(Records from a dataset)
— Start —
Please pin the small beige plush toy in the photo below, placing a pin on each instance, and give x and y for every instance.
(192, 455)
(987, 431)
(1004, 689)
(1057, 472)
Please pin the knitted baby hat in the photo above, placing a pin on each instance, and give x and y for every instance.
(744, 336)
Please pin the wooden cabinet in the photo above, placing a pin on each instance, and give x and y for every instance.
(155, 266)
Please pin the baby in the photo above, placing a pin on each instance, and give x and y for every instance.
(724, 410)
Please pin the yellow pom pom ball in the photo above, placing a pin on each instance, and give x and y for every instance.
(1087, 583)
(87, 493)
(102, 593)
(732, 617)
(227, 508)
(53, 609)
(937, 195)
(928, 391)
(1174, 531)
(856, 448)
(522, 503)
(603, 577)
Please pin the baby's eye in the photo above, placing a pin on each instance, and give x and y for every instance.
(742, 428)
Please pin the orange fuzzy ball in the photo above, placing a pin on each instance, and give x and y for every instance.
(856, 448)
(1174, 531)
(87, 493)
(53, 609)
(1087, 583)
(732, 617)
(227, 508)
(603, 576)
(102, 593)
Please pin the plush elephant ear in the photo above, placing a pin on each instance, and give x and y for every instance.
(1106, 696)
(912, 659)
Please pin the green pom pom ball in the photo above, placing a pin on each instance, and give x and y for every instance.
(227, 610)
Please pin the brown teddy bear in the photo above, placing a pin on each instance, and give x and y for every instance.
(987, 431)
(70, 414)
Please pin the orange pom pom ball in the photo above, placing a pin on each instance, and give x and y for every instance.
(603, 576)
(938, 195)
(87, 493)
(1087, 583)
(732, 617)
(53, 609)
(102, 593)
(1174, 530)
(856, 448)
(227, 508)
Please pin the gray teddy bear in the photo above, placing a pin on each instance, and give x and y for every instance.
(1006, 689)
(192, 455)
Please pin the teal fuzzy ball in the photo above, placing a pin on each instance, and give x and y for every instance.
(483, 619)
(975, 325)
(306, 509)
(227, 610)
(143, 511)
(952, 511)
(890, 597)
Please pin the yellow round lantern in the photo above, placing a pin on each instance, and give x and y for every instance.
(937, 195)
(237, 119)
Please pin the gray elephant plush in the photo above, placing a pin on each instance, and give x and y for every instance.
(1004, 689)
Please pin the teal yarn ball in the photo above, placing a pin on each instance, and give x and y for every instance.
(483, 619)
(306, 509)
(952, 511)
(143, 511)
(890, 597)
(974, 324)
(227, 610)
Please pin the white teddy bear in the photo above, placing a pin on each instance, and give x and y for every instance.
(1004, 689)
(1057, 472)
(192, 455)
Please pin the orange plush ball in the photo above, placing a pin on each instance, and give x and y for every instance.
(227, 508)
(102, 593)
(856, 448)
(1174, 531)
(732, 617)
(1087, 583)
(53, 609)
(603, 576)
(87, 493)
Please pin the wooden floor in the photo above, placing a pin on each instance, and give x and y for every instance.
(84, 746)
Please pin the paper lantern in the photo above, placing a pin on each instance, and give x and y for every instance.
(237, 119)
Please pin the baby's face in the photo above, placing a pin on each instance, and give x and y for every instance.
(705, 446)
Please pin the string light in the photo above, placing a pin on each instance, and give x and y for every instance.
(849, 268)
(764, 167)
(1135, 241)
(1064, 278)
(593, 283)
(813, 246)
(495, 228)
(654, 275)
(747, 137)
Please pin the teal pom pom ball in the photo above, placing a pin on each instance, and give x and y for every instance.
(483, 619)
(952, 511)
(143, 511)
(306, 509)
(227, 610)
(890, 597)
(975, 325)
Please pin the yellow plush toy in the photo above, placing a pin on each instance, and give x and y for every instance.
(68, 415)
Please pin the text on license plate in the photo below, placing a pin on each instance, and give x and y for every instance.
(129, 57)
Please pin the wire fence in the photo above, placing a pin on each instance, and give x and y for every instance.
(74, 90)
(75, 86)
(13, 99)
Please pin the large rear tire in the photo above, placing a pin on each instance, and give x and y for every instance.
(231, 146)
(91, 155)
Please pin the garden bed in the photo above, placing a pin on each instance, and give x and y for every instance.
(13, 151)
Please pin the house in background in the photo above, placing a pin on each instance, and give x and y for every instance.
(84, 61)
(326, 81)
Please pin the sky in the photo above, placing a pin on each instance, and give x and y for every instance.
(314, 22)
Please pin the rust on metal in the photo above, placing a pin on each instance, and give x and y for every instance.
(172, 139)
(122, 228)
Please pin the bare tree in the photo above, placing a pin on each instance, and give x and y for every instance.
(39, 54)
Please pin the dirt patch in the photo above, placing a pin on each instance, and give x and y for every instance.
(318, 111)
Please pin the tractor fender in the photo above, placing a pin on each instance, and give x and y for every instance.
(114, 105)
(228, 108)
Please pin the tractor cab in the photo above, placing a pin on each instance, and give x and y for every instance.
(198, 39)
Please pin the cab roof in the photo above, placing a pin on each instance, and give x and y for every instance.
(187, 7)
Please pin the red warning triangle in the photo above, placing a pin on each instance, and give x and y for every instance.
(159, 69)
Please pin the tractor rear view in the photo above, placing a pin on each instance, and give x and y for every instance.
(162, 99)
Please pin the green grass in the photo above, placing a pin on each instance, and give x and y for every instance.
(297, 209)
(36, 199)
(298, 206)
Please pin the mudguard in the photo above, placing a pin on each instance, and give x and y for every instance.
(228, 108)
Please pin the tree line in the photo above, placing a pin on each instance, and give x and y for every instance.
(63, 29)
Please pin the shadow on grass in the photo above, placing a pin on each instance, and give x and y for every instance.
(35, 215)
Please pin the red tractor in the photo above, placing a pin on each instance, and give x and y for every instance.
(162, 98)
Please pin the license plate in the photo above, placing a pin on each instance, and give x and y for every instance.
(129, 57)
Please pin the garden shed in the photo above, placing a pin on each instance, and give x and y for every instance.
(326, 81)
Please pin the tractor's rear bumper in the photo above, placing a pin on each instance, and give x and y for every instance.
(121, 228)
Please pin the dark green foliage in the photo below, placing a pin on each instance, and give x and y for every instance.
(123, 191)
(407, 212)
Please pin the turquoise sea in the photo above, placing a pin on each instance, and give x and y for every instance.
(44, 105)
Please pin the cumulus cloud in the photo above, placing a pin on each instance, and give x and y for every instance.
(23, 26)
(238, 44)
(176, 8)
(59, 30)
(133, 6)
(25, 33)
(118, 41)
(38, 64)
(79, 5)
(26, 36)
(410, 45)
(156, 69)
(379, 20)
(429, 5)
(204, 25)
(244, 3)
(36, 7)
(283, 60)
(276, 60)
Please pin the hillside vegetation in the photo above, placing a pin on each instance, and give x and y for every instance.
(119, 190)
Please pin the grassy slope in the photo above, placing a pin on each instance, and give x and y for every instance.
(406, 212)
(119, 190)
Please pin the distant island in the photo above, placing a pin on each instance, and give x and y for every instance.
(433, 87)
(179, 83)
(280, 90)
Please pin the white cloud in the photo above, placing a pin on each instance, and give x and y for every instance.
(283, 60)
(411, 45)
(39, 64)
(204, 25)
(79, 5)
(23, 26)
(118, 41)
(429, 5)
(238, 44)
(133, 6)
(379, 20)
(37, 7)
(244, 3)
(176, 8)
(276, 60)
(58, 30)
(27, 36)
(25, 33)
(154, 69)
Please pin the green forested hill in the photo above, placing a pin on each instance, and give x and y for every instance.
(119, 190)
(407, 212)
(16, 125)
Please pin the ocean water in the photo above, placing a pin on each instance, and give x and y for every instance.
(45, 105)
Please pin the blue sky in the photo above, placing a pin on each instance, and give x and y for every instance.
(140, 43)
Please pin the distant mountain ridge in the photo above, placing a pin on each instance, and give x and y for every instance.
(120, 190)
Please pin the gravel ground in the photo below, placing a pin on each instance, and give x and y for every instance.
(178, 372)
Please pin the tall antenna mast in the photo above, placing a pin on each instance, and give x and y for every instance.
— End —
→ Stated task
Copy out all of the records above word for word, leaving nothing out and changing nothing.

→ Written response
Please pin the small beige plush toy in the photo below, placing a pin on each instance, and give x and y for every instance.
(192, 455)
(987, 431)
(1004, 689)
(1057, 472)
Please pin the knitted baby hat in the photo above, placing a pin on each instance, and give x and y for every instance.
(744, 336)
Please pin the wooden cabinet in the photo above, placing a pin on each instance, and give x and y for every instance.
(155, 266)
Please pin the baby in the photo above, placing a pin on each instance, and give x and y for every instance.
(724, 410)
Please pin the yellow pom pom ball in the photo above, placing a pin on each instance, and give x and y for every instance.
(1087, 583)
(87, 493)
(102, 593)
(732, 617)
(227, 508)
(53, 609)
(937, 195)
(928, 391)
(1174, 531)
(856, 448)
(522, 503)
(603, 577)
Please pin the baby's eye in the photo above, placing a pin on each instance, and give x and y for every instance.
(742, 428)
Please pin the orange fuzzy ball in the photo above, placing a pin on each instance, and give x and y for every instance.
(856, 448)
(1174, 531)
(87, 493)
(53, 609)
(1087, 583)
(732, 617)
(227, 508)
(603, 576)
(102, 593)
Please pin the plush elephant ear in the photo above, placing a pin on each instance, and give x and y for every instance.
(1106, 696)
(912, 659)
Please pin the green pom pom ball in the photo above, placing a pin on each instance, and give x and y for every instance.
(227, 610)
Please pin the brown teddy bear in the photo above, placing a pin on each instance, and give x and y for every instance.
(987, 431)
(70, 414)
Please pin the orange pom pom ball in the photo above, placing a pin on each instance, and give x and y for every instance.
(603, 576)
(938, 195)
(87, 493)
(1087, 583)
(732, 617)
(53, 609)
(102, 593)
(1174, 530)
(856, 448)
(227, 508)
Please pin the gray teddy bear in the photo above, placing a pin on each instance, and give x and y for every instance.
(1006, 689)
(192, 455)
Please pin the teal fuzzy ball in the photo above, placing a pin on each instance, and give x and y for every instance.
(483, 619)
(975, 325)
(306, 509)
(227, 610)
(143, 511)
(952, 511)
(890, 597)
Please pin the yellow round lantern in the photo above, placing a pin on each instance, and give x and y for every instance.
(937, 195)
(237, 119)
Please pin the gray elephant plush in the photo above, placing a pin on each instance, and give x and y for every instance.
(1004, 689)
Please pin the teal yarn ball in the photo above, placing a pin on each instance, and give x and y for every instance.
(483, 619)
(306, 509)
(952, 511)
(143, 511)
(890, 597)
(974, 324)
(227, 610)
Please pin the white teddy bear in the photo above, placing a pin on each instance, and give x and y for every instance.
(1004, 689)
(1057, 472)
(192, 455)
Please pin the orange plush ball in the photo above, placing a pin on each instance, and give x and y for every instance.
(227, 508)
(102, 593)
(856, 448)
(1174, 531)
(732, 617)
(1087, 583)
(53, 609)
(603, 576)
(87, 493)
Please pin the wooden floor in the photo above, placing a pin on each instance, and give x and y for every instance.
(84, 746)
Please pin the paper lantern in the photo above, placing a pin on each instance, and give x and y for every instance.
(237, 119)
Please pin the baby's face in the photo above, placing a pin on each instance, and give x and y for every instance.
(705, 446)
Please pin the string light in the photo above, placing a pin on each instance, and give x and y for every instance.
(849, 268)
(764, 167)
(1135, 241)
(1064, 278)
(593, 283)
(813, 246)
(495, 228)
(654, 275)
(747, 137)
Please pin the teal pom pom ball in the photo above, placing a pin on each instance, and give x and y for every instance.
(483, 619)
(952, 511)
(143, 511)
(306, 509)
(227, 610)
(890, 597)
(975, 325)
Please pin the yellow plush toy in the photo above, placing a pin on each instance, and give x and y for every instance.
(68, 415)
Please pin the text on license plate in the photo below, placing a pin on each instance, and give x and y for every instance.
(129, 57)
Please pin the wire fence in the photo above, placing a pin on each instance, and give x and y for every instance.
(74, 90)
(75, 86)
(13, 99)
Please pin the large rear tire in the photo above, placing a pin on each instance, and give x and y for every instance.
(231, 146)
(91, 155)
Please pin the garden bed in the photo above, placing a pin on each instance, and give x and y for every instance.
(13, 151)
Please pin the house in background in the photo above, placing a pin on each instance, and give x and y for every instance.
(84, 61)
(326, 81)
Please pin the sky in the photo above, placing a pin on each instance, and give x and y for every instance.
(314, 22)
Please pin the rust on metal in the photo above, placing a pin on each instance, and give x and y for every instance.
(172, 139)
(122, 228)
Please pin the bare tree in the photo above, placing a pin on each instance, and give x and y for every instance.
(39, 54)
Please pin the dirt patch in the photo above, placing a pin on each instance, and give x and y for every instance.
(318, 111)
Please pin the tractor fender in the photo above, placing a pin on each instance, and give x and y for every instance.
(114, 105)
(228, 108)
Please pin the tractor cab in the photo above, placing a pin on each instance, and give x and y for every instance.
(198, 39)
Please pin the cab roof in the photo above, placing a pin on each instance, and give x and y for every instance.
(187, 7)
Please pin the red warning triangle in the photo above, placing a pin on each instance, and give x and y for every instance.
(159, 69)
Please pin the tractor rear view in the photo above, placing a pin on each instance, and give x and y for every instance.
(162, 99)
Please pin the green grass in the photo above, placing a pin on each instance, and give x and y for every instance.
(297, 209)
(36, 199)
(298, 206)
Please pin the mudguard in the photo above, placing a pin on each instance, and give x and y for every instance.
(228, 108)
Please pin the tree line in the photo above, placing a pin on each instance, and give x and y for every instance.
(63, 29)
Please pin the shadow on grass in the photo above, placing a pin on each instance, and give x and y for every instance.
(35, 215)
Please pin the red tractor in the photo above, placing a pin on each instance, and give x and y for every instance.
(162, 98)
Please pin the license plate in the photo above, placing a pin on each instance, and give x and y for every instance.
(129, 57)
Please pin the garden shed in the photo above, placing a pin on each instance, and give x and y for every instance.
(326, 81)
Please pin the tractor's rear bumper in the photo above, placing a pin on each instance, and give x and y for every instance.
(121, 228)
Please pin the dark green foliage in the photo below, placing a pin on each instance, and give x and y for every instance.
(123, 191)
(407, 212)
Please pin the turquoise sea in the photo above, placing a pin on each instance, and give x and y for every instance.
(44, 105)
Please pin the cumulus cloud in the photo above, placing a pin on each instance, and give x and y for every instance.
(23, 26)
(238, 44)
(176, 8)
(59, 30)
(133, 6)
(25, 33)
(118, 41)
(38, 64)
(79, 5)
(26, 36)
(410, 45)
(156, 69)
(379, 20)
(429, 5)
(204, 25)
(244, 3)
(36, 7)
(283, 60)
(276, 60)
Please pin the hillside vegetation in the photo above, placing a pin on each instance, and give x and y for every instance.
(119, 190)
Please pin the grassy slope in the photo above, placing a pin on each instance, and give x and y for every instance.
(406, 212)
(119, 190)
Please pin the distant island in the photo above, placing a pin on each instance, and give x and y for every instance.
(433, 87)
(179, 83)
(280, 90)
Please pin the white cloud in the photo above, placing a pin on each instance, and give x and y for every instance.
(283, 60)
(411, 45)
(39, 64)
(204, 25)
(79, 5)
(23, 26)
(118, 41)
(429, 5)
(238, 44)
(133, 6)
(379, 20)
(37, 7)
(244, 3)
(176, 8)
(276, 60)
(58, 30)
(27, 36)
(25, 33)
(154, 69)
Please pin the green forested hill in the photo above, placing a pin on each instance, and give x and y for every instance.
(119, 190)
(407, 212)
(16, 125)
Please pin the ocean water in the photo above, placing a pin on each instance, and give x and y for every instance.
(45, 105)
Please pin the blue sky in the photo above, placing a pin on each instance, and give x and y for every instance.
(140, 43)
Please pin the distant mountain ridge in the photo above, placing a pin on each instance, and give x and y for every instance.
(120, 190)
Please pin the gravel ground in the photo below, placing a pin on each instance, and give x and y for every instance.
(178, 372)
Please pin the tall antenna mast in the photo above, placing a pin on each instance, and give x and y for every instance.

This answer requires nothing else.